SHORT PROBLEM A: Rescale the entries starting at the line that contains "Please identify the gravel" and stopping after the line that contains "(1221, 624)": give every one of those lines again, requests included, with each pixel coordinate in the answers multiplied by 1.85 and rounded to a whole number, halves up. Leave out all other lines.

# Dual batteries



## Henry0016 (Jun 6, 2005)

I'm wondering if anyone knows where I can get a dual battery kit for a 2002 Chevy 2500 HD 6.0? 
Any info would be great!:salute:


----------



## Yaz (Apr 13, 2005)

I think you'll have to get the try from the dealer. Cables can be too much.. Replace both batteries !!


----------



## Northland (Oct 1, 2006)

Let me know if you find out anything on this. I am interested in doing this as well.


----------



## SnoFarmer (Oct 15, 2004)

Yaz said:


> I think you'll have to get the try from the dealer. Cables can be too much.. Replace both batteries !!


A couple of cable ends. lol:waving:

Remember, you do NOT want to use a battery isolator for plowing.
Hook them together directly. + to+ & -- TO--.

What is in this "kit"?


----------



## Yaz (Apr 13, 2005)

I meant battery tray, not try. opps

Yes, plus to plus and negative to negative is the way to go. This doubles the amperage, but both batteries have to be exactly the same size and age to do it right.


----------



## Northland (Oct 1, 2006)

Yeah...I know all about parallel and series... I was just wondering more about mounting it. I didnt know if you could get a tray for it or not.


----------



## ipc (Oct 18, 2006)

It's easy to do. You can go to GM and get a new tray for about $45. Order a left side tray for a diesel . It bolts right in. When you wire your batts remember to also add the aux grounds from the extra batt. 1 to the engine, 1 to the body. This is very important as it will not charge properly otherwise. Some times you have to move a aux tool box first but I have done this to all my plow trucks.


----------



## Favatts (Dec 30, 2003)

When you get dual batteries from the factory are they hooked up positive to positive, negative to negative like you guys have suggested?
Favatts


----------



## calhoun (Oct 18, 2003)

Favatts said:


> When you get dual batteries from the factory are they hooked up positive to positive, negative to negative like you guys have suggested?
> Favatts


From the factory there are 2 dual battery options. One is as above pos to pos and neg to neg. This is how all diesls are hooked up and is the best system for plowing.
The other factory option uses an isolator on the second battery. This is good for trailer, inverter use where you don't want to drain the starting battery but want both to charge.
The rpo code for the dual battery isolator is 8BO and for the dual battery parrall hook up is TP2.


----------



## Snowman19 (Sep 30, 2006)

I have dual batteries in my 01 2500HD Are they already hooked together?


----------



## joe b (Oct 1, 2006)

Yes, 
If you wire in parallel ie. pos to pos/ neg to neg, and your batts are 600cca each you have one big 12volt battery with 1200cca. If you wired them in series pos to neg, truck ground to neg, truck pos to pos. you would have a 24 volt 600cca battery. so unless your truck says catapillar on the side. wire them parallel.


----------



## calhoun (Oct 18, 2003)

SHORT PROBLEM B: Quote the dual battery thread word for word, beginning at the words "Yeah...I know all" and stopping after the words "my plow trucks.".

EXTRACTED INFORMATION:
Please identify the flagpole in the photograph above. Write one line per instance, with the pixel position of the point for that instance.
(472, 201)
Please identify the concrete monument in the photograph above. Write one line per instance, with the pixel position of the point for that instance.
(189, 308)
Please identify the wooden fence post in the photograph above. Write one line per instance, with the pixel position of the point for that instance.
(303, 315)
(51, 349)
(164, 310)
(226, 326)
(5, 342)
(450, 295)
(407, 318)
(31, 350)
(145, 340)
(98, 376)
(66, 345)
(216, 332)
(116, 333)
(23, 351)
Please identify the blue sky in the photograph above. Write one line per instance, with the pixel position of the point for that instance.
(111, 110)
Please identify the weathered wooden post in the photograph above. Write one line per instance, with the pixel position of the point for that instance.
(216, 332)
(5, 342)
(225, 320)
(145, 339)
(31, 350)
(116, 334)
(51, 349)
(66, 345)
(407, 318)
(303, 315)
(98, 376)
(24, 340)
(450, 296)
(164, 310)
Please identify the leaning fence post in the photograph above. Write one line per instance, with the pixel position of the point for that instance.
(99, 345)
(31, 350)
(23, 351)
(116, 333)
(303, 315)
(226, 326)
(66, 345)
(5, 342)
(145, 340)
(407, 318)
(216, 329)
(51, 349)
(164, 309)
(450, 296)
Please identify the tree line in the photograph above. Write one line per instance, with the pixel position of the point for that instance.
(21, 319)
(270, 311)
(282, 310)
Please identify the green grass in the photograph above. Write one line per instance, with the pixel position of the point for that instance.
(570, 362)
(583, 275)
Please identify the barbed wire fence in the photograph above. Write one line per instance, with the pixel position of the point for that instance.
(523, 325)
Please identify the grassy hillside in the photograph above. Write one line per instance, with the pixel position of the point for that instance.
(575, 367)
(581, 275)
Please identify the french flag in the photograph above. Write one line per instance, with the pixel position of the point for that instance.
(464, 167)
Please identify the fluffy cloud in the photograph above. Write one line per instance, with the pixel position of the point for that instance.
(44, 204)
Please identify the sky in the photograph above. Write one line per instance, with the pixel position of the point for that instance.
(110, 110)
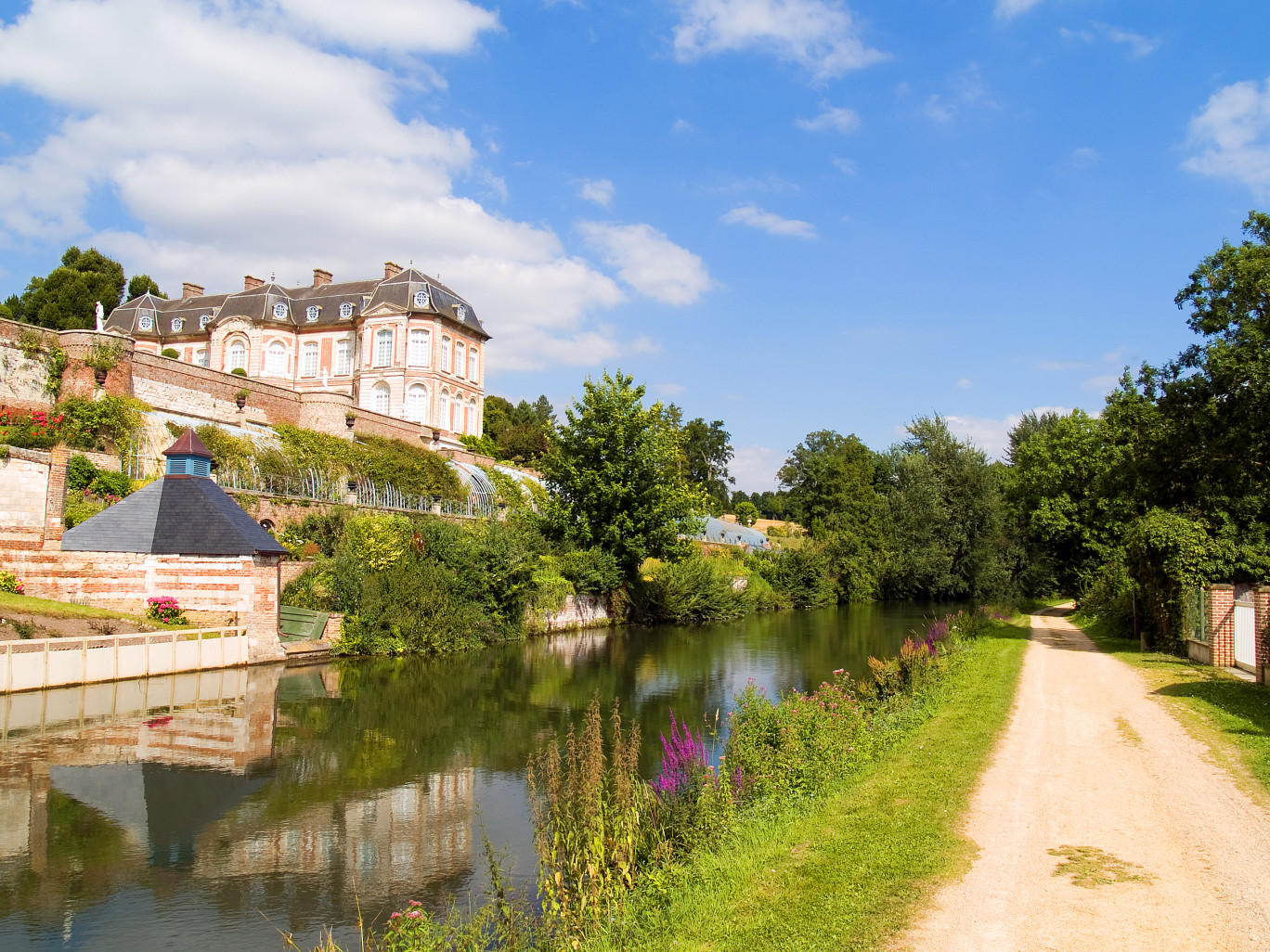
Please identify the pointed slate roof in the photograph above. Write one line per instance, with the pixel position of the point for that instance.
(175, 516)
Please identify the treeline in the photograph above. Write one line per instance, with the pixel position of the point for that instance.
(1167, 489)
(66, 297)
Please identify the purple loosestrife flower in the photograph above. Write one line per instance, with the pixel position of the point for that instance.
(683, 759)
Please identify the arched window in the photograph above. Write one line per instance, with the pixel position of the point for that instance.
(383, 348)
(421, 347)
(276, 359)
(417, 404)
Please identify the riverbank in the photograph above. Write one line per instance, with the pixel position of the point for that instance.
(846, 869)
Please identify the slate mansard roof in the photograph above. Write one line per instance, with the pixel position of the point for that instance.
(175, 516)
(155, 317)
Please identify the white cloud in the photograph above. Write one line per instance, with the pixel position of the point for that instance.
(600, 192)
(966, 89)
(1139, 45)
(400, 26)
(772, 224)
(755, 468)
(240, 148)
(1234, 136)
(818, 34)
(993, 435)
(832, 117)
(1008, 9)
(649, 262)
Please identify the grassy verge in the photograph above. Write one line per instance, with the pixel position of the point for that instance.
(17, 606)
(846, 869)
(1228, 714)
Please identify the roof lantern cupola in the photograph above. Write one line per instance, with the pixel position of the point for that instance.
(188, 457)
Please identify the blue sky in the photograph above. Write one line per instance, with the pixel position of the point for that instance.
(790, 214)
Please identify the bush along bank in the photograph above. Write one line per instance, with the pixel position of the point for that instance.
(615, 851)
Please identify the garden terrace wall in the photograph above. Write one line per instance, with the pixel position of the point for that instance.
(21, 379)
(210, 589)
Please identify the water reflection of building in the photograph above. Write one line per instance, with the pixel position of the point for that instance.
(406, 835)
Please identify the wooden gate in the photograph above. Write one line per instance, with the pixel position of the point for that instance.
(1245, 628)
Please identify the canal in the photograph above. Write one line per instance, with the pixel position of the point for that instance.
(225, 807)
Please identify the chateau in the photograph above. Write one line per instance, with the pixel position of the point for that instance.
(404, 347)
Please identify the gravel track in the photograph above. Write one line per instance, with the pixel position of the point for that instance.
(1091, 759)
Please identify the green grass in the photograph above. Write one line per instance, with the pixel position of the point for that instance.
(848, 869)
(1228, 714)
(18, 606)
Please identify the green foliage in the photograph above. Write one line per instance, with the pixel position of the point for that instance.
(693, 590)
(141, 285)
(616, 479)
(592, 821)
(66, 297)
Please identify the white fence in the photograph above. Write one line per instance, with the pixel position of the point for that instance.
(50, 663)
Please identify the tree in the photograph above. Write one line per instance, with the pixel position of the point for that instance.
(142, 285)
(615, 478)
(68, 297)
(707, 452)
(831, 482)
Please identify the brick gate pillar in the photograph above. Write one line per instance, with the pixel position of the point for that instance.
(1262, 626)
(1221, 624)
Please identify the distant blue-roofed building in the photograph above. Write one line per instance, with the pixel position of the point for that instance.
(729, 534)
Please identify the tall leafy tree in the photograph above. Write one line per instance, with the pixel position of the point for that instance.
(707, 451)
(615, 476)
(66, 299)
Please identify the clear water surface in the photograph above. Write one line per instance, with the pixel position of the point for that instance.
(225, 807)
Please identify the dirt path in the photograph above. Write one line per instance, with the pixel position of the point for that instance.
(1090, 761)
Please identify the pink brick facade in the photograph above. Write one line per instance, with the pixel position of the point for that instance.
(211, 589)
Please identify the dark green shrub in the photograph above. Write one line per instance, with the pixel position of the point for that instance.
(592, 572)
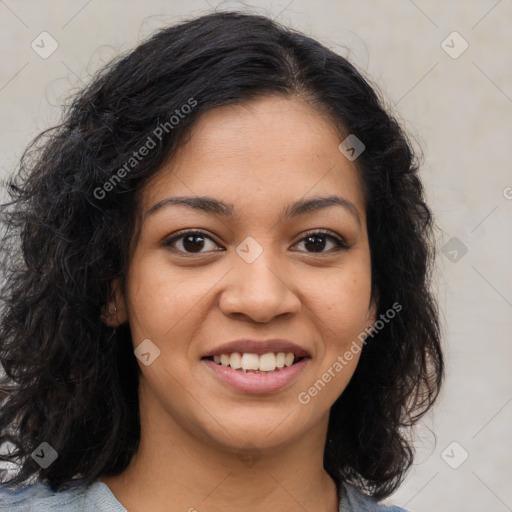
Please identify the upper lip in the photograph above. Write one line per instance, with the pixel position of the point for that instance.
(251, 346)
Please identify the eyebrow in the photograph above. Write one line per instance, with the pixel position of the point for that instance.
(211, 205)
--
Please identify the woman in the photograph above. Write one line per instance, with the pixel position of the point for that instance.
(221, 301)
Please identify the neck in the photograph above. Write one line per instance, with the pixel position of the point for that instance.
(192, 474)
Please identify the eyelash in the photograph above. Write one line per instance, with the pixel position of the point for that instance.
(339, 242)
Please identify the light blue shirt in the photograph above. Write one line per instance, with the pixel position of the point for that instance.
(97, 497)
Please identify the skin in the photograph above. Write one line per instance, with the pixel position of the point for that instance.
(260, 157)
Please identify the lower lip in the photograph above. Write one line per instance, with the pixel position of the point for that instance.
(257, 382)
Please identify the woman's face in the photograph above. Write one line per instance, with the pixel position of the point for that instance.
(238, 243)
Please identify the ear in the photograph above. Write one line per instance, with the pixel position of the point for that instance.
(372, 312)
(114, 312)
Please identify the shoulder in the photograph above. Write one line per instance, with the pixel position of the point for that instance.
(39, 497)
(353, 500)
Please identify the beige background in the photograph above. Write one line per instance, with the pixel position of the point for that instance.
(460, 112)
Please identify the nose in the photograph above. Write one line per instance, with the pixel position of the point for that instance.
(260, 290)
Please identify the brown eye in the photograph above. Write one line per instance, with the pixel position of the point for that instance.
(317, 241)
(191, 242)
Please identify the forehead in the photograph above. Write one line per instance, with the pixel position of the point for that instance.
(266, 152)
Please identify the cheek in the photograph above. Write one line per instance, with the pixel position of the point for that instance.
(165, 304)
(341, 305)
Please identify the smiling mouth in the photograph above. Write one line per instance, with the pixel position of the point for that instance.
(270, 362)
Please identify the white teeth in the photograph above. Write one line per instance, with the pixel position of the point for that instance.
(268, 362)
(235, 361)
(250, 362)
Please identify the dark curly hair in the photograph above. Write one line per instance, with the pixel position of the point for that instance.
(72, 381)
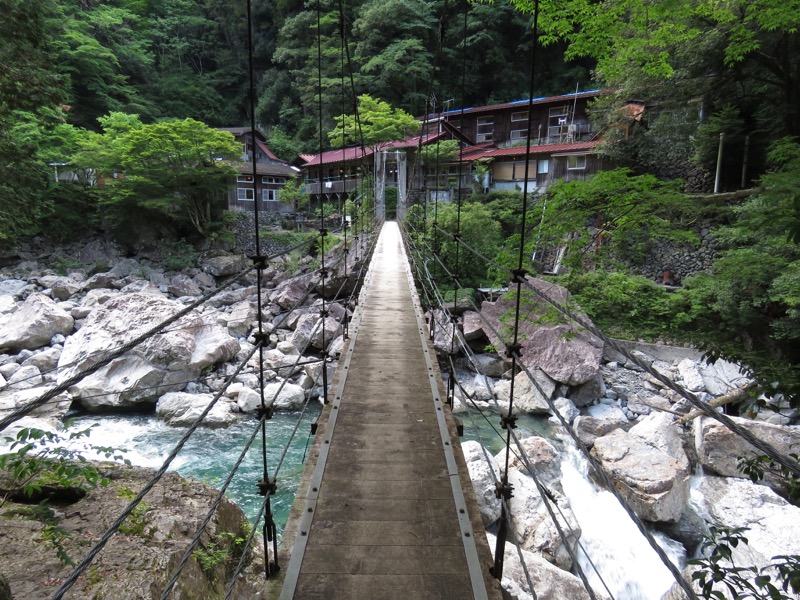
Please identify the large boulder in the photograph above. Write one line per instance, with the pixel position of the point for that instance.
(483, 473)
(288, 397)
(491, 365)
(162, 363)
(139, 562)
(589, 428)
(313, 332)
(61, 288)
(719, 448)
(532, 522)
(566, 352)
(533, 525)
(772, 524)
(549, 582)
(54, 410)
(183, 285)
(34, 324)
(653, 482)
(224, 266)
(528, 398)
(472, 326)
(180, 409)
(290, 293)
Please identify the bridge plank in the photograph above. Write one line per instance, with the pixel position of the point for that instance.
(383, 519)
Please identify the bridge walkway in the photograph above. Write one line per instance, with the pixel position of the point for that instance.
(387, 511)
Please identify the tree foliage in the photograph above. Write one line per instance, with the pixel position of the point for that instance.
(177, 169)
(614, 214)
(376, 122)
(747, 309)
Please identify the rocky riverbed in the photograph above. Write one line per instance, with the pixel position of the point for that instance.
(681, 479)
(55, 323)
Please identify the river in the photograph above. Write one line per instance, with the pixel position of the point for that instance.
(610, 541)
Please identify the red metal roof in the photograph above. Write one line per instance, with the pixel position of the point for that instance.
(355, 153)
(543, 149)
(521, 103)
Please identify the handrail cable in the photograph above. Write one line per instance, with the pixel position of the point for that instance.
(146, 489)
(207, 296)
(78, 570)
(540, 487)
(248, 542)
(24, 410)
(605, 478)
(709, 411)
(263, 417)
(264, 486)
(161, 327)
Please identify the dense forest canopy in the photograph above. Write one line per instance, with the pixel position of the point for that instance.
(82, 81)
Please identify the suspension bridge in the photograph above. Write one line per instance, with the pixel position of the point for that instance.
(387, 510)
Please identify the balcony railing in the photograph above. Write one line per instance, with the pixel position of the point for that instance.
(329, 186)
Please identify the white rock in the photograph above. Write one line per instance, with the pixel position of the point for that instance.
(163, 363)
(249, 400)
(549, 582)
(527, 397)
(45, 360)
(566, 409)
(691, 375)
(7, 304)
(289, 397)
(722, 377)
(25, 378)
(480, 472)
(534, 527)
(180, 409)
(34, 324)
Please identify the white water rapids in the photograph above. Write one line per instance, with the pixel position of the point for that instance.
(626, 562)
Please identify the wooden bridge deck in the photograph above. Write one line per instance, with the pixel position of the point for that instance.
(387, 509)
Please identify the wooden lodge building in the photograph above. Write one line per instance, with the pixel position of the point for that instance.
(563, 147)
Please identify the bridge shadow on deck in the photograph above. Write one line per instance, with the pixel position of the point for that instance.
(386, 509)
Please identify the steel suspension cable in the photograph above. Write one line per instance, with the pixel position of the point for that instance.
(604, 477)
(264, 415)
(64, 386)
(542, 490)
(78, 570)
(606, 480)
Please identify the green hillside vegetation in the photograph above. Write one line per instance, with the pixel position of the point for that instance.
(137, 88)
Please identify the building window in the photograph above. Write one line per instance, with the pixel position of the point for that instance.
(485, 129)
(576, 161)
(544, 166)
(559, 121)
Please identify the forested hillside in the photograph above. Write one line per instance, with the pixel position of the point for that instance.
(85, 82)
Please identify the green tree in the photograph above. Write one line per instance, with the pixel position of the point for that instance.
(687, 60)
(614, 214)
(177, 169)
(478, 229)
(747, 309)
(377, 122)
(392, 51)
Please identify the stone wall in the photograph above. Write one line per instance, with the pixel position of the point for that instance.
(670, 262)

WORKED ANSWER A:
Please identify the gravel track in the photograph above. Write one line per instance, with the pixel position of the point for that instance.
(2018, 1404)
Please identify the green grass in the photograph above. Write one line per instance, with the pixel position of the point for that instance.
(1569, 1608)
(2272, 1321)
(33, 1121)
Please identify the green foliage in the photograph above. Write one line per instance, with the pixel position of the point for that instance.
(1282, 1092)
(261, 527)
(1140, 886)
(1095, 1519)
(122, 549)
Please identify the white fence in the photograph above. Write one line per instance, with the pixel position of the point for that instance.
(93, 1227)
Please identify the tree in the photograph above. Write one line per instance, with the pixel position of the point for that instance.
(263, 527)
(1138, 884)
(126, 549)
(1308, 836)
(1537, 892)
Please identify the brick gate pillar in the photograph above. Write one line per instance, with the pixel position of the point for that instance.
(2335, 1158)
(2259, 1154)

WORKED ANSWER B:
Yeah...I know all about parallel and series... I was just wondering more about mounting it. I didnt know if you could get a tray for it or not.


----------



## ipc (Oct 18, 2006)

It's easy to do. You can go to GM and get a new tray for about $45. Order a left side tray for a diesel . It bolts right in. When you wire your batts remember to also add the aux grounds from the extra batt. 1 to the engine, 1 to the body. This is very important as it will not charge properly otherwise. Some times you have to move a aux tool box first but I have done this to all my plow trucks.